[Start of Document section]
Growing up in Honolulu, Hawaii, the Asian American experience was a distant idea, one relegated to the confines of the United States Mainland. When I left Hawaii for the Northeast, I was confronted with hula grass skirts, Hawaiian Punch, and soft ukuleles as the advertised components of being “Hawaiian.”

Lois-Ann Yamanaka’s Saturday Night at Pahala Theatre dares to counter these misconceptions. Written as dramatic monologues and narratives in Hawaiian Creole Pidgin, Yamanaka pulls back the dark curtain from Hawaii’s paradisiacal, tourist façade. Unapologetically grating to the ear, her staccato lines sing about the obsession consuming third- and fourth- immigrant generations to physically pass as “haloe” (white American Caucasian), the mass consumption of pop culture from “Da Mainland,” the sense of shame in local traditions, and the harsh socioeconomic realities fragmenting Hawaii.

Not only was it refreshing to read about issues confronted in my personal upbringing in Hawaii, I also became aware of how claustrophobic the “Asian American” label was. Perhaps this the main reason I admire Yamanaka, as she is one of many prominent Asian American writers from Hawaii daring to expand the narrowness of the “Asian American experience.”
[End of Document section]
Task statement »
Carry on the piece about growing up in Hawaii and Lois-Ann Yamanaka's Saturday Night at Pahala Theatre, picking up after its final sentence.
[Start of Raw data]
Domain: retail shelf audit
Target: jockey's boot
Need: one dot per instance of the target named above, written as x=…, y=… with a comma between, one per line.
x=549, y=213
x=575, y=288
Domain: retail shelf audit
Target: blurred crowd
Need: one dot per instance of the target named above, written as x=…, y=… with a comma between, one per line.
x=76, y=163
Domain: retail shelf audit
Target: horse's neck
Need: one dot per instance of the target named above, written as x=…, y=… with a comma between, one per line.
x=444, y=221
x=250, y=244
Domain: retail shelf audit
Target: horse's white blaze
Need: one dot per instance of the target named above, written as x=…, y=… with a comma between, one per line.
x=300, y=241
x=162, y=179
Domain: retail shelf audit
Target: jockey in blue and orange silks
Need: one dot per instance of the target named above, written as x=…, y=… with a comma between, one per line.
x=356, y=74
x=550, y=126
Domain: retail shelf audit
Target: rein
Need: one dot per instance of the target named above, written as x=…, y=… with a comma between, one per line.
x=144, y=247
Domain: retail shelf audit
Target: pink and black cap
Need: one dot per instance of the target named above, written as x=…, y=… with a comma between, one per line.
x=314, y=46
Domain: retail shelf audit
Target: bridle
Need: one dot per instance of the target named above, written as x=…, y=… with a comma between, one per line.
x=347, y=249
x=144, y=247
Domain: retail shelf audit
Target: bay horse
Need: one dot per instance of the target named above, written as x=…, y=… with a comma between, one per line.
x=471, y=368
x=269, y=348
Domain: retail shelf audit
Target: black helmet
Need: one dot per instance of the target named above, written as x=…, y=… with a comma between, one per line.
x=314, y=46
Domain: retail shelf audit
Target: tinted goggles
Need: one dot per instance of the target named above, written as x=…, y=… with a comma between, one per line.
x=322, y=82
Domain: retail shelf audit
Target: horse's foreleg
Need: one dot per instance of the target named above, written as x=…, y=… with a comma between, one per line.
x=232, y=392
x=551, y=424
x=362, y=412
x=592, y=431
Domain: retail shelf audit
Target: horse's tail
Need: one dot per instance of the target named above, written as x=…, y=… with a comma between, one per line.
[End of Raw data]
Result »
–Qinglan Wang

Theresa Hak Kyung Cha

Like many Asian American poets, I was first struck by Cha’s DICTEE. What I love about Cha is her ability to create an experience. She asks us to feel what she feels through her form, which offers fragments of texts, images, and documents. It’s an emotional experience. From the opening, she writes: “Beginning wherever you wish, tell even us.” At the time, I was struggling with fiction and couldn’t figure out why I couldn’t write in a “linear” way. I kept kicking myself for it: why can’t I just begin and move forward, scene by scene? DICTEE made me realize that storytelling, especially after a history of trauma, war, and migration, was hardly a linear act. I deeply value the honesty and risk in her work—that she will attempt to tell, even though it might not be clear. Cha gave me permission to create constellations of memory as a poet—in media res. I’ve taught DICTEE in my classes and am always worried that she might be too difficult. But, each time, my students are struck by her ability to make them feel something, even if they can’t voice what that is exactly. The opening image of the rubble (above) is so moving in itself—how can we start with this unmarked and inhabitable space? This is how: through “words more naked than flesh, stronger than bone, more resilient than sinew, [more] sensitive than nerve.” I also recommend checking out Exile and Temps Morts: Selected Works and The Dream of the Audience. In 1982, Cha was murdered in New York City. She was 31 and I am 31 now. Thank you Theresa, for your subversive beauty and for giving me permission to write in any way I need to. “I write. I write you. Daily. From here.”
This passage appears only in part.